What you have to do: Quote the listing below word for word, starting at the line that contains "Return the polygon of every instance of the green" and going through the end of the listing, with that first line included.

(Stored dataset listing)
○ ○ ○ ○
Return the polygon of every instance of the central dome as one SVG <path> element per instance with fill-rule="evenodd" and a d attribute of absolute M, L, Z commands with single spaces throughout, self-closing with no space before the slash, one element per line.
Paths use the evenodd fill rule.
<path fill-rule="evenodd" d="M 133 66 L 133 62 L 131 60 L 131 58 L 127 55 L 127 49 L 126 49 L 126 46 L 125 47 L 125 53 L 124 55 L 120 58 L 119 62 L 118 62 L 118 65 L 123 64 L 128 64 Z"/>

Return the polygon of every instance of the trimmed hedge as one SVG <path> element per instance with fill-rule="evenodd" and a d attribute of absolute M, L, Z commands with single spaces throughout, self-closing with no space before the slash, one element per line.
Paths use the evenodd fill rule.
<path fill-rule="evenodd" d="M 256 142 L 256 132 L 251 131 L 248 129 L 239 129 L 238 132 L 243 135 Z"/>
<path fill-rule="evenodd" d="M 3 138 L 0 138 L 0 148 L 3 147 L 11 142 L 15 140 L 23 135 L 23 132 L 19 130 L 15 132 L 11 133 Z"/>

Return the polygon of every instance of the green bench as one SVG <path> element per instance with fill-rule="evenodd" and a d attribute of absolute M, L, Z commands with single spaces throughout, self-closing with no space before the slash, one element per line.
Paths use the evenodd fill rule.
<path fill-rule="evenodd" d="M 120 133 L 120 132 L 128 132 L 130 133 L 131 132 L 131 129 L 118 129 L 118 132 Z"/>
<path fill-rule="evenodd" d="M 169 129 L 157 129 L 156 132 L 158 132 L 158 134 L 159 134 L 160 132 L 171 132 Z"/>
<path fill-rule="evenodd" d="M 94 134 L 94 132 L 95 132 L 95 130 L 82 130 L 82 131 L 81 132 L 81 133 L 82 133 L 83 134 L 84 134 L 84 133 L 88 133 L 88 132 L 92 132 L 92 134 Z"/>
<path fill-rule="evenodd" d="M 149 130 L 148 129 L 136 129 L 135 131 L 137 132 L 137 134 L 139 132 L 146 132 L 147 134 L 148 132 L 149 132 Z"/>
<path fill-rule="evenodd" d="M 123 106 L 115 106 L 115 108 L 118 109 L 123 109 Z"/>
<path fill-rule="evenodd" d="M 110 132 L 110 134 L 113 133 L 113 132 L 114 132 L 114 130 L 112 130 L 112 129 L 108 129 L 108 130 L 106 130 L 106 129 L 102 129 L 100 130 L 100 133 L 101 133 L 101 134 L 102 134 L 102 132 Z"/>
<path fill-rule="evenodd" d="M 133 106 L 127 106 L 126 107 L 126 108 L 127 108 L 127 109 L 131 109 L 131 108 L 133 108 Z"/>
○ ○ ○ ○
Worked answer:
Return the polygon of every instance of the green bench as one SVG <path> element per instance with fill-rule="evenodd" and a d attribute of absolute M, L, Z commands with single spaces throughout, self-closing with no space before the slash, one element per line.
Paths use the evenodd fill rule.
<path fill-rule="evenodd" d="M 120 133 L 120 132 L 128 132 L 130 133 L 131 132 L 131 129 L 118 129 L 118 132 Z"/>
<path fill-rule="evenodd" d="M 169 129 L 157 129 L 156 132 L 158 132 L 158 134 L 159 134 L 160 132 L 171 132 Z"/>
<path fill-rule="evenodd" d="M 94 134 L 94 132 L 95 132 L 95 130 L 82 130 L 82 131 L 81 132 L 81 133 L 82 133 L 83 134 L 84 134 L 84 133 L 88 133 L 88 132 L 92 132 L 92 134 Z"/>
<path fill-rule="evenodd" d="M 149 130 L 148 129 L 136 129 L 135 131 L 137 132 L 137 134 L 139 132 L 146 132 L 147 134 L 148 132 L 149 132 Z"/>
<path fill-rule="evenodd" d="M 123 106 L 115 106 L 115 108 L 118 109 L 123 109 Z"/>
<path fill-rule="evenodd" d="M 110 132 L 110 134 L 113 133 L 113 132 L 114 132 L 114 130 L 112 130 L 112 129 L 108 129 L 108 130 L 106 130 L 106 129 L 102 129 L 100 130 L 100 133 L 101 133 L 101 134 L 102 134 L 102 132 Z"/>
<path fill-rule="evenodd" d="M 133 106 L 127 106 L 126 107 L 126 108 L 127 108 L 127 109 L 131 109 L 131 108 L 133 108 Z"/>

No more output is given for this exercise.